◆ SHORT PROBLEM: Copy the data below line for line, without changing a character, and leave the pictures out of your copy.

◆ MATERIALS PROVIDED:
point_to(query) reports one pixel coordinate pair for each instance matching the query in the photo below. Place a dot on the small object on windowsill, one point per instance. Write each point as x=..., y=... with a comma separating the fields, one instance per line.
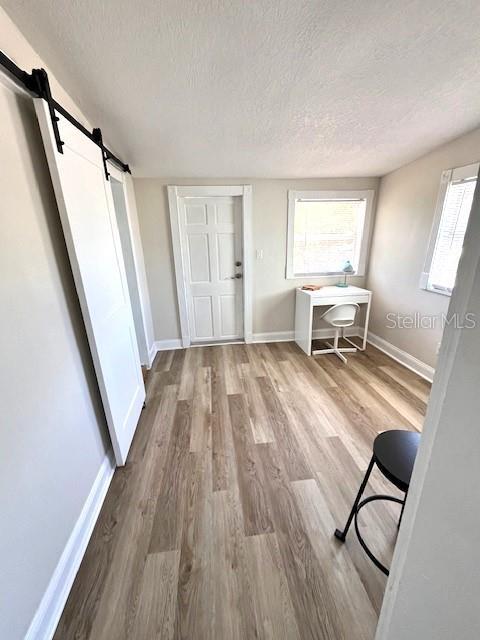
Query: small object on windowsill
x=347, y=268
x=311, y=287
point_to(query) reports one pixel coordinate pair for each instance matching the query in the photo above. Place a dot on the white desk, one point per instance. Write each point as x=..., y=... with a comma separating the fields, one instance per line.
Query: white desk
x=326, y=297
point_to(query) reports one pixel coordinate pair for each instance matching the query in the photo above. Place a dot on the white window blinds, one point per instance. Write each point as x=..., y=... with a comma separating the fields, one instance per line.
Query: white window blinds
x=451, y=231
x=326, y=234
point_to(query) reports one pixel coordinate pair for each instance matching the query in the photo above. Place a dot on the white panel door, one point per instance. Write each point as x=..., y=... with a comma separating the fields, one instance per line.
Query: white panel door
x=211, y=238
x=89, y=224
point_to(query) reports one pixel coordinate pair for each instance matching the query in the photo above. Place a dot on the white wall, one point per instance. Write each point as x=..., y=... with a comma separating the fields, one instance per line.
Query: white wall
x=273, y=294
x=405, y=211
x=434, y=586
x=52, y=436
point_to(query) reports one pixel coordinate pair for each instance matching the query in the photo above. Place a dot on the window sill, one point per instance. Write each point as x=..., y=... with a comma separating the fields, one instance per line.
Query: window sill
x=439, y=291
x=317, y=276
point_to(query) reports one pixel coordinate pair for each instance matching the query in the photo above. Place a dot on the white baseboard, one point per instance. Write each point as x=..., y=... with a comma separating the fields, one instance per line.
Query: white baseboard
x=163, y=345
x=55, y=597
x=152, y=352
x=273, y=336
x=288, y=336
x=409, y=361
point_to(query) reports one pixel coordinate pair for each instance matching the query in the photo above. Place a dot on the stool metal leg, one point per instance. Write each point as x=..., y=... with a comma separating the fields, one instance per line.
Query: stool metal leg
x=401, y=512
x=341, y=535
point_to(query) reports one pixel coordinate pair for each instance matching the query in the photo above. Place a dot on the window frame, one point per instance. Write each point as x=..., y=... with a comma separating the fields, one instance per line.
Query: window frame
x=358, y=194
x=448, y=176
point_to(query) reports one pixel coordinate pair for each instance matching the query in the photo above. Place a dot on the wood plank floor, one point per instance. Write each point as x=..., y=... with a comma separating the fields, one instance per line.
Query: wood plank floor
x=221, y=524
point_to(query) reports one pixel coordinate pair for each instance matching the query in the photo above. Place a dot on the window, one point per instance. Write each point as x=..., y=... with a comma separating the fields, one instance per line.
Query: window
x=454, y=204
x=325, y=229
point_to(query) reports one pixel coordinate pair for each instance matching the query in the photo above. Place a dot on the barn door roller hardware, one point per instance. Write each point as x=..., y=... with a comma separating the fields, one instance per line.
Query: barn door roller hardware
x=97, y=134
x=37, y=83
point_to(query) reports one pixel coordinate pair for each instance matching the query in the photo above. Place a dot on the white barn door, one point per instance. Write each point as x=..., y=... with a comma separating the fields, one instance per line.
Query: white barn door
x=211, y=230
x=88, y=218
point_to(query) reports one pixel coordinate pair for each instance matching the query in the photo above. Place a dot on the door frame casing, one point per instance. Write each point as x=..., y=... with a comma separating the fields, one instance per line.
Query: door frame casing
x=175, y=193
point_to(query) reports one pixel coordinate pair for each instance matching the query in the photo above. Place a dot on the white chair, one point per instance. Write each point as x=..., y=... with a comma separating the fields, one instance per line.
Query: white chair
x=339, y=316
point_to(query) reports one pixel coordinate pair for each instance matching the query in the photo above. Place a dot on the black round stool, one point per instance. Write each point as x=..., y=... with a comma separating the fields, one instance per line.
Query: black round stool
x=394, y=453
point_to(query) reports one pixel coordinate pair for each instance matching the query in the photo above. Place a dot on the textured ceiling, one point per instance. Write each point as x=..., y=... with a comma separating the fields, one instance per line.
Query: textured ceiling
x=265, y=88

◆ CORRECT OUTPUT:
point_to(query) reports one pixel coordinate pair for each instance matching the query in the photo below. Place a dot on the small object on windowsill, one point per instance. Write each point as x=..., y=... with a comma separating the fields, one instance per line.
Query: small object on windowsill
x=347, y=268
x=311, y=287
point_to(query) reports one pixel coordinate pair for each instance matching the query in the photo above. Place a dot on the white desk, one point per instance. Write each point as x=..., y=... with a comma separating the fields, one instance per line.
Query: white desk
x=326, y=297
point_to(query) reports one pixel coordinate pair for each instance matching the query in the photo above. Place a dot on the white window blinds, one point per instance. Write each point as x=..., y=... with a comma separating the fields, one instance per line.
Query: white window blinds
x=451, y=231
x=326, y=234
point_to(query) reports one pixel coordinate pair for each instance matching the query in the photo above. Place a dot on the white panel door, one point per instance. Write each point as x=..., y=... with a comma separating the fields, one instance per line.
Query: white panel door
x=211, y=238
x=89, y=224
point_to(query) reports one pixel coordinate pair for each instance matching the query in the photo above. Place a dot on the white wall, one point per instance. Write each point as x=..., y=... with a comma separating the fields, one instance per line.
Query: white wall
x=273, y=294
x=405, y=211
x=434, y=586
x=52, y=436
point_to(query) reports one pixel coordinate pair for each instance matching the query in the photo above. Place a dot on the window sill, one point per instance. Write each point as x=..., y=... with a comma separating the fields, one instance per line.
Query: window sill
x=439, y=291
x=317, y=276
point_to(query) reports one pixel coordinate pair for each instance matching the query in the photo above. Place a dot on the white baseboard, one point per instance. Write each point as x=..., y=... with a comma separating the fields, one instance per line.
Query: white baseboard
x=163, y=345
x=55, y=597
x=152, y=352
x=273, y=336
x=288, y=336
x=409, y=361
point_to(query) reports one pixel coordinate pair for each instance matching the query in the photo above. Place a dot on the stool metal leg, one point per instance. Write each point as x=..., y=... with a comma separating the fields, one instance per line.
Query: stool metal leg
x=401, y=512
x=341, y=535
point_to(query) reports one pixel coordinate pair for each instance matching the query in the photo above. Place a dot on the window frame, one point per instance. Write each point as x=..., y=... with a comma separating the fields, one instance per line.
Query: window frame
x=358, y=194
x=448, y=176
point_to(query) reports one pixel coordinate pair for each instance matching the query in the photo above. Place a dot on the wood plank floor, one point per instance. Write each point as x=..., y=... with a comma separating the fields, one instance per line.
Query: wood plank floor
x=221, y=524
point_to(query) reports one pixel coordinate pair for each instance matching the query in the photo above. Place a dot on the window, one point per instance. Write each point as x=..., y=... with a comma separating the fields, one instance per line.
Query: window
x=454, y=204
x=325, y=229
point_to(query) reports one pixel coordinate pair for each instance matching the query in the photo above. Place a dot on the barn door roller hardware, one point per instance. Write each point as x=..., y=... with a comma separating the fields, one instance per line.
Query: barn door roller hardware
x=97, y=134
x=37, y=83
point_to(query) reports one pixel coordinate pair for each instance matching the query in the photo above. Place a dot on the white barn door, one point per instance. Write each point as x=..., y=... with a comma separating the fields, one instance per line.
Query: white barn door
x=211, y=230
x=88, y=218
point_to(query) reports one pixel coordinate pair for each instance matching the query in the photo above. Place a dot on the door frame casing, one point per instance. Write each point as x=..., y=... with a comma separating the fields, one instance per line.
Query: door frame casing
x=175, y=193
point_to(query) reports one pixel coordinate pair for each instance matching the query in the photo above. Place a dot on the white chair, one point per instance. Write each point as x=..., y=... with a comma separating the fields, one instance per line.
Query: white chair
x=339, y=316
point_to(query) reports one pixel coordinate pair for each instance matching the query in the photo above. Place a dot on the black round stool, one point per instance. Write each point as x=..., y=... with a comma separating the fields, one instance per line.
Query: black round stool
x=394, y=453
point_to(query) reports one pixel coordinate pair for each instance matching the query in the photo above. Place a dot on the textured ceiling, one point per instance. Write each point as x=..., y=... with a comma separating the fields, one instance per line.
Query: textured ceiling
x=265, y=88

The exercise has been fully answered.